Valor: O país está no
caminho certo?
Paes de Barros:
Acho que todos esses programas deveriam ser discutidos um a um com mais transparência.
Às vezes há uma falha do governo em tornar cada um desses programas
transparentes, mas também tem falha da população que não tem paciência de
entender o programa. Fui a São Paulo em uma reunião com empresários e eles não
conheciam o programa de aquisição de alimentos, segundo o qual todas as compras
públicas de alimentos locais, que não são pequenas, têm que ser feitas do
produtor local. Isso dinamiza a produção familiar no município e tem um impacto
enorme sobre a pobreza. Esse é um país que tem que ter programas. O que não
pode acontecer é a classe média parar de discuti-los, pois o desenho e o uso
dos recursos vão perder em qualidade. Se nós vamos redistribuir recursos via
programas que serão mais focalizados entre os pobres, temos que discuti-los e
torná-los mais transparentes. Então, de novo: o que o BNDES está fazendo? Qual
o impacto que ele tem sobre distribuição de renda no Brasil?
Valor: Eu lhe devolvo a
pergunta.
Paes de Barros:
Não faço a mais vaga ideia. Confesso que não consigo nem entender direito tudo
o que eles estão fazendo. É muito intrincado. Eles são financiados pelo FAT
[Fundo de Amparo ao Trabalhador], que é um fundo dos trabalhadores. É um juro
subsidiado. Mas não adianta autoavaliação, precisamos dessas informações abertas
para todo mundo, de tal maneira que trinta teses possam olhar para aquilo e
dizer o que é. É preciso abrir a discussão. Por exemplo, pode-se ser contra ou
a favor da Petrobras ser estatal. Mas qual o impacto dela ser pública para o
pobre brasileiro? Vira uma coisa apenas de orgulho dela ser brasileira, de ser
uma das maiores empresas do mundo. É preciso uma contabilidade, que as pessoas
entendam o que se ganha em ter uma Petrobras ou um BNDES maior ou menor. A
discussão hoje no Brasil não é a redistribuição - seria loucura se a gente não
a tivesse. A questão é como fazer isso de modo inteligente e sustentável, com
menor custo, mais fácil e transparente. Essa é a verdadeira discussão. A outra
é se a gente vai fazer essa distribuição via impostos ou via gastos. E nisso o
Brasil é um dos países mais difíceis de entender no mundo. Há impostos
regressivos e progressivos, gastos altamente distributivos e outros, tipo
universidade federal pública, que são altamente regressivos.
"Como temos um banco de desenvolvimento desse
tamanho e a produtividade parada? O BNDES tem que explicar"
Valor: Qual o futuro da
agenda de redução de desigualdade no Brasil?
Paes de Barros: O
Brasil aprendeu a fazer políticas que redistribuem renda. Nisso, o presidente
Lula teve um papel histórico de tentar um monte de coisa que ninguém sabia se
ia funcionar. Umas funcionaram e outras, não. Mas ele disse que daria para
fazer uma boa distribuição de renda com bons instrumentos. O Brasil tem que
aprimorar isso. Temos uma riqueza de política social fantástica, tanto é que o
mundo inteiro quer saber o que a gente está fazendo. Fizemos muito coisa boa,
mas avaliamos e documentamos muito pouco. Parece o cara que teve grandes ideias
e não se sentou para escrever. É refinar as políticas, aumentar a escala do que
funciona, introduzir mais políticas em algumas áreas, como a juventude. Mas se
a política não andar, ou seja, se a economia não crescer...

» Entradas a utilizar
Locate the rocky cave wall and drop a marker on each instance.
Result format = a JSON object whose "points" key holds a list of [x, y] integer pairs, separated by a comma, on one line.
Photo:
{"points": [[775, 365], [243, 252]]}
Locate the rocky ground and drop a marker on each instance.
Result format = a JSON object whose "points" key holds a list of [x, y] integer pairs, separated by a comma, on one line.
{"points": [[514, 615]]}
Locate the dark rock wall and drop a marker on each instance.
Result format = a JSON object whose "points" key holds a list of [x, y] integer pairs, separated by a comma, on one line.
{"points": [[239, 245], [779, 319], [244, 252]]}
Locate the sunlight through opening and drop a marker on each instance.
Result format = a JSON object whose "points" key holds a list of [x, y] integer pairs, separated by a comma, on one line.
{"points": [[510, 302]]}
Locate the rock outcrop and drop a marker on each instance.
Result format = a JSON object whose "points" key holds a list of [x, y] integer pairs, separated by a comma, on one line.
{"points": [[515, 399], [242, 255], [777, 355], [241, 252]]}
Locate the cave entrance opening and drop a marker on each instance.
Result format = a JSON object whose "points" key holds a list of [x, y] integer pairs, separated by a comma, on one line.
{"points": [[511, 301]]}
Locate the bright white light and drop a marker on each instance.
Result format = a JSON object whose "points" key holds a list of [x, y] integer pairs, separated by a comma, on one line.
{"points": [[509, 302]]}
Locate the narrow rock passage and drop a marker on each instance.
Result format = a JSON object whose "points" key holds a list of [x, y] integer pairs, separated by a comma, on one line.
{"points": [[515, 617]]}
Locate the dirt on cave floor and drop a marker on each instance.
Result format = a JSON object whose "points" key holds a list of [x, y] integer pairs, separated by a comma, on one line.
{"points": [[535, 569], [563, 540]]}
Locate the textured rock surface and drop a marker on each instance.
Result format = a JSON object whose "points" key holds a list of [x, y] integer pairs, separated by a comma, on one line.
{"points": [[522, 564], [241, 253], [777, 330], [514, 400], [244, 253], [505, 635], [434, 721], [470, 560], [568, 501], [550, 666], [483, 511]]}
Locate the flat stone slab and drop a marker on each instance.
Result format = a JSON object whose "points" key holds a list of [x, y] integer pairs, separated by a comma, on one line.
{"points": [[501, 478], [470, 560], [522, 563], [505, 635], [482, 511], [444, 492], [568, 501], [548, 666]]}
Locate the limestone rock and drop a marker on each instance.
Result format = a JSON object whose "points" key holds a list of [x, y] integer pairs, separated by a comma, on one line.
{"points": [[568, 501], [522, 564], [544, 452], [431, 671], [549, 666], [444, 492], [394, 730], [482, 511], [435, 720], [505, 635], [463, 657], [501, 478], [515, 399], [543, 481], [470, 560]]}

» Instruções
[A] Nas entradas, substitua "drop a marker" por "place a pin" nas linhas que vão da que contém "Locate the dirt" até o fim das entradas, inclusive, e reescreva apenas essas linhas, sem alterar mais nada.
[B] Dê continuidade à entrevista sobre desigualdade e redistribuição de renda no Brasil, começando logo após a última frase apresentada.

» Respostas escritas
[A]
Locate the dirt on cave floor and place a pin on each instance.
Result format = a JSON object whose "points" key holds a list of [x, y] integer pairs, separated by a comma, on one line.
{"points": [[535, 569], [563, 540]]}
Locate the textured rock surface and place a pin on each instance.
Result format = a JSON object whose "points" key holds a list of [x, y] integer pairs, separated by a comma, on one line.
{"points": [[522, 564], [241, 253], [777, 330], [514, 400], [244, 253], [505, 635], [434, 721], [470, 560], [568, 501], [550, 666], [483, 511]]}
Locate the flat stone slab and place a pin on each instance.
Result format = a JSON object whose "points" key holds a list of [x, y] integer pairs, separated by a comma, on one line.
{"points": [[501, 478], [470, 560], [522, 563], [505, 635], [482, 511], [444, 492], [568, 501], [548, 666]]}
Locate the limestone rock and place a pin on each instance.
Result format = a JSON object whose "points" key holds a list of [x, y] integer pairs, separated by a comma, on one line.
{"points": [[568, 501], [522, 564], [544, 452], [431, 671], [549, 666], [444, 492], [394, 730], [482, 511], [435, 720], [505, 635], [463, 657], [501, 478], [515, 399], [543, 481], [470, 560]]}

[B]
Valor: O sr. tem ideia de
quantas políticas voltadas para a distribuição de renda temos hoje?
Paes de Barros:
Centenas. E muitas brilhantes. Agora, outra coisa que o Brasil tem que se
preocupar é que uma política social boa é muito dinâmica. Logo, a pior coisa
que se tem a fazer é cristalizá-la.
Valor: Isso significa que
um programa como o Bolsa Família precisaria ser transformado?
Paes de Barros:
Sim. Bolsa Família tem que ser transformado muito rapidamente. A França fez
isso. O abono salarial é um Bolsa Família. Dá a cada trabalhador que ganha de
um a dois salários mínimos um salário a mais que equivale a 8%, 9% da renda
dele por mês. É preciso juntar essas coisas todas e garantir que o programa não
terá efeito negativo como, por exemplo, se você está no Bolsa Família e começa
a trabalhar não perde nada com isso. Ele não pode ter efeito negativo. A
quantidade de transferência que você recebe do governo vai diminuir à medida
que seu salário aumentar. A França fez isso com o renda mínima deles.
Valor: O mercado de
trabalho foi o grande responsável pela redução da desigualdade nos últimos
anos. Como o sr. avalia a regra de reajuste do salário mínimo?
Paes de Barros:
Ninguém tem dúvida de que os trabalhadores com baixa renda deveriam ter uma
renda maior. Mas acho que subsidiar o trabalho, que é o que o abono faz, é
melhor. Eu seguraria o salário mínimo e triplicaria o abono. Com a política, eu
digo ao empregador para empregar todos os trabalhadores pouco qualificados que
precisa e eu, governo, vou coletar impostos e subsidiar esses trabalhadores
pouco qualificados. O salário mínimo é um instrumento meio tosco para se
alcançar um objetivo que todo mundo quer. O aumento do salário mínimo é um
imposto que quem paga é o cara que emprega o trabalhador de baixa qualificação.
Valor: Mas isso não
poderia ser um incentivo para que o empregador pagasse salários menores?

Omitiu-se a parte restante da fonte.